WORK REQUEST:
Retype, word for word, every line from the one holding "of the skid" through the one holding "of the operator" in the entries below, both included, and only those lines.
%%
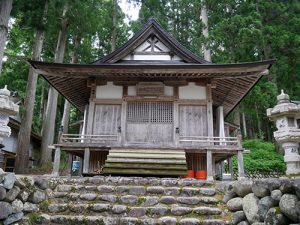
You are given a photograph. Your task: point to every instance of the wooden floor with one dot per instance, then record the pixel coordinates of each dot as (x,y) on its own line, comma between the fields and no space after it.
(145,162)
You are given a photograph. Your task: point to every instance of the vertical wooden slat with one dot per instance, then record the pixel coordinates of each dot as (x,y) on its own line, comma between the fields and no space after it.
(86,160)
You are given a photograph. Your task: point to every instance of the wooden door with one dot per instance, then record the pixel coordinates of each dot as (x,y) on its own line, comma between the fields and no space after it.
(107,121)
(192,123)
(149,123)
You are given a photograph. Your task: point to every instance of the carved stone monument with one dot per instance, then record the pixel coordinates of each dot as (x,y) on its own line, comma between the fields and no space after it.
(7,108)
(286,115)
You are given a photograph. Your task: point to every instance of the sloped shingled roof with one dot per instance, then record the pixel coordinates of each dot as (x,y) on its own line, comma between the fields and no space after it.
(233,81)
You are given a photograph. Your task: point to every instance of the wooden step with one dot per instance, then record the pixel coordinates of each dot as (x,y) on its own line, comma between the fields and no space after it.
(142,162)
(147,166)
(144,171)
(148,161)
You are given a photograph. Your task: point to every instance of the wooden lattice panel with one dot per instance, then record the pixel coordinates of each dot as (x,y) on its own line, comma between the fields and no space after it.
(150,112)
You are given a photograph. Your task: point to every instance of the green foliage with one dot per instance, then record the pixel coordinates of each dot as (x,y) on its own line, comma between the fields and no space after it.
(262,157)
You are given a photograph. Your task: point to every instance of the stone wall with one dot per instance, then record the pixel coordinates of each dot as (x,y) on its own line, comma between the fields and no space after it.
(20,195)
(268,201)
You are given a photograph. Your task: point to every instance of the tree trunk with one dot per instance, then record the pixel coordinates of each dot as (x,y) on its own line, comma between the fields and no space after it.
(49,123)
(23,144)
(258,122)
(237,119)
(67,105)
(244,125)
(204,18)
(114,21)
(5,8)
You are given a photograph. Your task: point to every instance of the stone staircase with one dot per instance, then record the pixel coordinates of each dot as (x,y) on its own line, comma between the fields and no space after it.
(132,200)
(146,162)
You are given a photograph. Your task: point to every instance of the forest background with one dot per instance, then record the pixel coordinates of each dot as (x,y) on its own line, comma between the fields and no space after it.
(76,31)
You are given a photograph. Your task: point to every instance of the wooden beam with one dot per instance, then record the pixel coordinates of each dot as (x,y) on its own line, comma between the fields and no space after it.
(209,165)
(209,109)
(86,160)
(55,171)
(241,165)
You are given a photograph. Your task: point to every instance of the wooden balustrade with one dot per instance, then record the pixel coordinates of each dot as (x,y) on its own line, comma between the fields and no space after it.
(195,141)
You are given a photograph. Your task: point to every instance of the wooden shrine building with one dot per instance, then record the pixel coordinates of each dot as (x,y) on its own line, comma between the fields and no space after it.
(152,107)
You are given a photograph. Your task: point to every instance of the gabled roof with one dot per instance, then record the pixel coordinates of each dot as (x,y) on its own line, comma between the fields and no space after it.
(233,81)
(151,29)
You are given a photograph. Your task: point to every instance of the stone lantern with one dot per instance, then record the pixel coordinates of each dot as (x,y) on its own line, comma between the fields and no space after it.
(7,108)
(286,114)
%%
%%
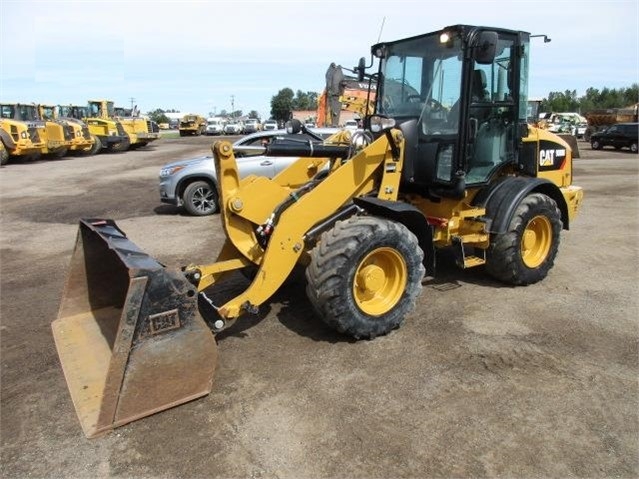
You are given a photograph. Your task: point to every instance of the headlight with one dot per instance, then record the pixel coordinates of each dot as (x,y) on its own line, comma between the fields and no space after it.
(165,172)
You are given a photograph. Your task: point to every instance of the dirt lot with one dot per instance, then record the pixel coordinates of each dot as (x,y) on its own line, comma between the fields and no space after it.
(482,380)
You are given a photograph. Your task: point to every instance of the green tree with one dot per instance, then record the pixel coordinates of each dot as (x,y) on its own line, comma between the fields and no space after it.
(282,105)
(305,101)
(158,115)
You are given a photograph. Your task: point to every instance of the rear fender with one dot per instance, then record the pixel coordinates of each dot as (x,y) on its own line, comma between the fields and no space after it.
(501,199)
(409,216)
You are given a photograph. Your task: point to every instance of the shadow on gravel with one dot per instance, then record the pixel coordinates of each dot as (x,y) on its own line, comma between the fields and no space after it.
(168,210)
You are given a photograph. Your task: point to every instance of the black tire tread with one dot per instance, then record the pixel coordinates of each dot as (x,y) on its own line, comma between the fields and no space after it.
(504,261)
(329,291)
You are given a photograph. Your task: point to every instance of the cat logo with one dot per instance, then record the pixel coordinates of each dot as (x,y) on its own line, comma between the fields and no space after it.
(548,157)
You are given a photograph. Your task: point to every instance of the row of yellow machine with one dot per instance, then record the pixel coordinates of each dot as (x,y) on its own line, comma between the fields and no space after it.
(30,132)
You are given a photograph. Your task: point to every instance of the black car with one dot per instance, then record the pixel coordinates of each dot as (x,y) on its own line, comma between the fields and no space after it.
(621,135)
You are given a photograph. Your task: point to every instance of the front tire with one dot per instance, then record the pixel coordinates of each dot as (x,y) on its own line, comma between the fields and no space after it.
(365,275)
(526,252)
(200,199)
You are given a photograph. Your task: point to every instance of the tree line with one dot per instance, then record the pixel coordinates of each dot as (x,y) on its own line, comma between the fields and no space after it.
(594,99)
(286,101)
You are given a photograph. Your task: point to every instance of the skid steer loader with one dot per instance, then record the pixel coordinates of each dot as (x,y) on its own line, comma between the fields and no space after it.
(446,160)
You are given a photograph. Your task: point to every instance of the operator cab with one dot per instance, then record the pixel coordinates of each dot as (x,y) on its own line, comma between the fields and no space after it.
%%
%%
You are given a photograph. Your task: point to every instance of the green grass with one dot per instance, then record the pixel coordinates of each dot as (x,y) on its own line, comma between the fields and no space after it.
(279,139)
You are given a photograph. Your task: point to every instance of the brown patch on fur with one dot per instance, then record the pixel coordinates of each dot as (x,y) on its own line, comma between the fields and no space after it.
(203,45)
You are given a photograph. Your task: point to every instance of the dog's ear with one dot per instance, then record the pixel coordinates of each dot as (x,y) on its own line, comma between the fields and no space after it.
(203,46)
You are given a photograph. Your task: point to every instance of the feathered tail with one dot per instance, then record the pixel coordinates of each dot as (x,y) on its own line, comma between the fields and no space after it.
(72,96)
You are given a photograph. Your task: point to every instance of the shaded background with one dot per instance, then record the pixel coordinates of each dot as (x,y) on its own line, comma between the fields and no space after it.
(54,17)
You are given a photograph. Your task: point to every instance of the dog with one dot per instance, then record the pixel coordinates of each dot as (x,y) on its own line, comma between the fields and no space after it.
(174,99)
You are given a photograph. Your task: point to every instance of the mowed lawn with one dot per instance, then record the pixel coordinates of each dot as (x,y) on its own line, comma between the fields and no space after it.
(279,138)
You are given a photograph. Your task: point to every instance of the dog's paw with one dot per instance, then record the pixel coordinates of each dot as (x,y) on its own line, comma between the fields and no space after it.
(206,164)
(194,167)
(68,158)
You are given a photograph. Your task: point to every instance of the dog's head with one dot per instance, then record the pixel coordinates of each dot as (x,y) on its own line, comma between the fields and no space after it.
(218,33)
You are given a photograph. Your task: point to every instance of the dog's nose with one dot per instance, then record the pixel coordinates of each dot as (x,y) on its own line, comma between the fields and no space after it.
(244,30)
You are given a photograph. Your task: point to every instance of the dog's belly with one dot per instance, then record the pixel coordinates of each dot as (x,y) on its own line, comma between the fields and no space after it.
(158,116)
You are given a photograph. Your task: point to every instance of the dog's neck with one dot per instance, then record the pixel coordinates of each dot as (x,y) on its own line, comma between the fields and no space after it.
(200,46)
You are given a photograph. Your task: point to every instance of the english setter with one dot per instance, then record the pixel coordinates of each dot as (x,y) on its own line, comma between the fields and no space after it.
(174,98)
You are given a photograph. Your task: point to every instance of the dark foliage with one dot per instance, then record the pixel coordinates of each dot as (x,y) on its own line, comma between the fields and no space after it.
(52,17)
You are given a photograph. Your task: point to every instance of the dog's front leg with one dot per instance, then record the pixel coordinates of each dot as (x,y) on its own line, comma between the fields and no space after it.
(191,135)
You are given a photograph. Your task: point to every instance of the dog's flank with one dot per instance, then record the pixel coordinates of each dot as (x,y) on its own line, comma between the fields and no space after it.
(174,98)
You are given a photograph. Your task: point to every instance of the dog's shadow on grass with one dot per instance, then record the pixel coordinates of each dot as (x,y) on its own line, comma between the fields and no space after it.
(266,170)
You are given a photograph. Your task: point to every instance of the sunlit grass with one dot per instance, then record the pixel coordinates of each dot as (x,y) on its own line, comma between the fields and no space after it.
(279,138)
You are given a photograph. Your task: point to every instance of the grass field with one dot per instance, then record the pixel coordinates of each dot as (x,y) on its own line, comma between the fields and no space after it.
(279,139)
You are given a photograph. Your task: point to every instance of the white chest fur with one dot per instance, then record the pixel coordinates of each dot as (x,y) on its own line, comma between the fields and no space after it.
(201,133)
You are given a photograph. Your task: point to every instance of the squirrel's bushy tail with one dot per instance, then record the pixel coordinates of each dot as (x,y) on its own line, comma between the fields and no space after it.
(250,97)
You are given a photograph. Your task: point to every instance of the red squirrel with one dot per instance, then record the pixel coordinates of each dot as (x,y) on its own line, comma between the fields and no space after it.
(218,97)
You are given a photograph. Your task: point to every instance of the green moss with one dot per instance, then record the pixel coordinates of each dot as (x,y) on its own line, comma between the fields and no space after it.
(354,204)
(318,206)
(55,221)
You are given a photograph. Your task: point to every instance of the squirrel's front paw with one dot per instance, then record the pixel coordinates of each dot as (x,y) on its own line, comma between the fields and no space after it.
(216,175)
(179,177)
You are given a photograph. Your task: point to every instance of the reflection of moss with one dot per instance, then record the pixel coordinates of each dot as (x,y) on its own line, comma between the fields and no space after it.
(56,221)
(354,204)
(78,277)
%%
YOUR SOLUTION:
You are given a photograph. Your task: point to every instance of the skid steer loader with one dot per instance, then record the pixel coordinates of each dot as (x,y) on its own line, comma between the fields and no space after it.
(446,160)
You are given a photograph. Your task: point to every instance of the operator cab with one dot per instance, then record the pixel coordinates of each dot as (x,y) on its own line, comma between the fields and no space after it.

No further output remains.